*** Opening Provided records ***

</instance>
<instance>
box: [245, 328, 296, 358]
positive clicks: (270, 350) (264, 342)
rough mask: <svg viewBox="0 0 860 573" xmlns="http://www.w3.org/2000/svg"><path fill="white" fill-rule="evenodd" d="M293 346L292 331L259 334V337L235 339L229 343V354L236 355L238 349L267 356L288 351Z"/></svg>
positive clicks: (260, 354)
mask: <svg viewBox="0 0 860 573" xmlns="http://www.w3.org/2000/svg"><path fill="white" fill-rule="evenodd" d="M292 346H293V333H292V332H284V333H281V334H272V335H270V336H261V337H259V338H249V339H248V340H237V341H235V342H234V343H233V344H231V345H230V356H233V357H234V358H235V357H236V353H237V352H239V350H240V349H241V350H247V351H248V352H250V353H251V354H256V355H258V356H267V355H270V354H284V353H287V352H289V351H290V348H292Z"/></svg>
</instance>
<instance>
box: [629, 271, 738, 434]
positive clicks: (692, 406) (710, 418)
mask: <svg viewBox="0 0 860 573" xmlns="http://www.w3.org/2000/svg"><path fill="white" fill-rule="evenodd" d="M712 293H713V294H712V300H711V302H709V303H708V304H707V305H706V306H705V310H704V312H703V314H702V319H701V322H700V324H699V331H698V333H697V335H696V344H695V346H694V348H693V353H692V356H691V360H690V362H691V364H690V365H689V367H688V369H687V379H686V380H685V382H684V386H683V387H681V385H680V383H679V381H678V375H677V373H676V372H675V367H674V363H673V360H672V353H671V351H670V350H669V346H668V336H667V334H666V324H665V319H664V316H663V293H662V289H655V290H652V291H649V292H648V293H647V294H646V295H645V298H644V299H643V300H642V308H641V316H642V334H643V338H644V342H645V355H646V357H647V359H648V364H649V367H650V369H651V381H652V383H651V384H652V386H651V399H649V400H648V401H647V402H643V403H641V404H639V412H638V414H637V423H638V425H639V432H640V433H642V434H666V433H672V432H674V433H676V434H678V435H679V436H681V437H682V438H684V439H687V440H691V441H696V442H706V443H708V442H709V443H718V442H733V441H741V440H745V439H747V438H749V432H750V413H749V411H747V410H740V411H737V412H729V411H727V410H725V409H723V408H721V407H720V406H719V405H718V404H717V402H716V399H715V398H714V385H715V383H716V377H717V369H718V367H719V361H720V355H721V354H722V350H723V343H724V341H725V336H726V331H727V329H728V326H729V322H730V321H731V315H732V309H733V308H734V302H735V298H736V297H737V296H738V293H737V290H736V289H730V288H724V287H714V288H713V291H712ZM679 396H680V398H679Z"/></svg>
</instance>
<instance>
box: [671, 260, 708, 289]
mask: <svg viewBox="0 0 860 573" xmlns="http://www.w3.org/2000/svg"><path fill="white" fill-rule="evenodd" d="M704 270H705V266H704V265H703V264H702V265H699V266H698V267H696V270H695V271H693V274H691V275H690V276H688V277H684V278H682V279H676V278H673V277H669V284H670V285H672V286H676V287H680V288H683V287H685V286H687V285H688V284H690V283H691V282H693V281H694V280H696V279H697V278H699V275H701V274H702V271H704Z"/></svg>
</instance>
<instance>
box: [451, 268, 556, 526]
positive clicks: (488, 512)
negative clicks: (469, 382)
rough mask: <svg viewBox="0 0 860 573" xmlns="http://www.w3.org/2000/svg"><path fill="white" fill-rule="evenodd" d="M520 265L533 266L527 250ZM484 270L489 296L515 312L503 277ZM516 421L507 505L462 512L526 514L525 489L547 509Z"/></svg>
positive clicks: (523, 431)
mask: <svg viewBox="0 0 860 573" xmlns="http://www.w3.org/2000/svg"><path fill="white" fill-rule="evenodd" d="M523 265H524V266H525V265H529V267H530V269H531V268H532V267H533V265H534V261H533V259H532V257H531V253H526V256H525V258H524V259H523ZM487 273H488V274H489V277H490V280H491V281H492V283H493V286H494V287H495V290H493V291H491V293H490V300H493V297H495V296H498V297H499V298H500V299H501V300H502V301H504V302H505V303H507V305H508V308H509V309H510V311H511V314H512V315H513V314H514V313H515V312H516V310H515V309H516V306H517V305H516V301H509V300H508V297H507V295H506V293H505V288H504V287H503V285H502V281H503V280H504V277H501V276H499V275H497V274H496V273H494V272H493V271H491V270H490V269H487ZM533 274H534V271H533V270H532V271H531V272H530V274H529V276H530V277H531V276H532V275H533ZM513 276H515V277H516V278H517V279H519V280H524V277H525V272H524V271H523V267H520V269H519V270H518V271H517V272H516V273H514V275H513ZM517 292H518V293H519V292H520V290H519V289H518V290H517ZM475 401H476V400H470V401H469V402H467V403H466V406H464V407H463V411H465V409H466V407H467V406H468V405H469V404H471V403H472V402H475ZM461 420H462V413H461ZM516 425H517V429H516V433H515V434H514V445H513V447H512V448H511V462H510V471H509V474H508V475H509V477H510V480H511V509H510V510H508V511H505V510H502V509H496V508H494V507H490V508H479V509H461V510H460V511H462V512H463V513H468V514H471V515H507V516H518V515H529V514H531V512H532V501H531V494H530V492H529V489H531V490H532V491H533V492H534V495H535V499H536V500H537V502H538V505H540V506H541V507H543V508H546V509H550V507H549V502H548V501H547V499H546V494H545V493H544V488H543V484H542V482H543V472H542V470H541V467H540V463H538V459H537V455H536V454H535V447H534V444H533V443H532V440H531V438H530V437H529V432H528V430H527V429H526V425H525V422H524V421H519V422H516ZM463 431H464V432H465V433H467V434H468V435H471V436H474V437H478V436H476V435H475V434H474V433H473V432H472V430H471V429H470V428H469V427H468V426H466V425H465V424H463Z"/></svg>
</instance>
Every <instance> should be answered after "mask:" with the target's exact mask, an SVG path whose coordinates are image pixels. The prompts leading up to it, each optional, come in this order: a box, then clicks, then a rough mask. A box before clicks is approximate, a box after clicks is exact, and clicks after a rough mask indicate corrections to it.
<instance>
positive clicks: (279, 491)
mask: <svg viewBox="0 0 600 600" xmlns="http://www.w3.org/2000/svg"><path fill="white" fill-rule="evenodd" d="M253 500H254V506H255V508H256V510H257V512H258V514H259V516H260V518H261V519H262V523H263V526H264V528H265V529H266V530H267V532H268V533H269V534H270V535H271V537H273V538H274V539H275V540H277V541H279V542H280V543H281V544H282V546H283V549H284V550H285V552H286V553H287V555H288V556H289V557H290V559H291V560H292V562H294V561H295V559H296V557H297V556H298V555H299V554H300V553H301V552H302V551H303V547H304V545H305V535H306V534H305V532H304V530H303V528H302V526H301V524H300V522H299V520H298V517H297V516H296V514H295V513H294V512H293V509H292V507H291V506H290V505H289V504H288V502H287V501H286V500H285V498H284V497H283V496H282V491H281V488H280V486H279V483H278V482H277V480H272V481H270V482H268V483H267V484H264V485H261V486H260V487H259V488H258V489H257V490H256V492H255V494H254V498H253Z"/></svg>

*** Closing Provided records ***

**Problem to work on:** Please provide nothing but the number of lines in the records that hold the string "rough".

**Your response:** 3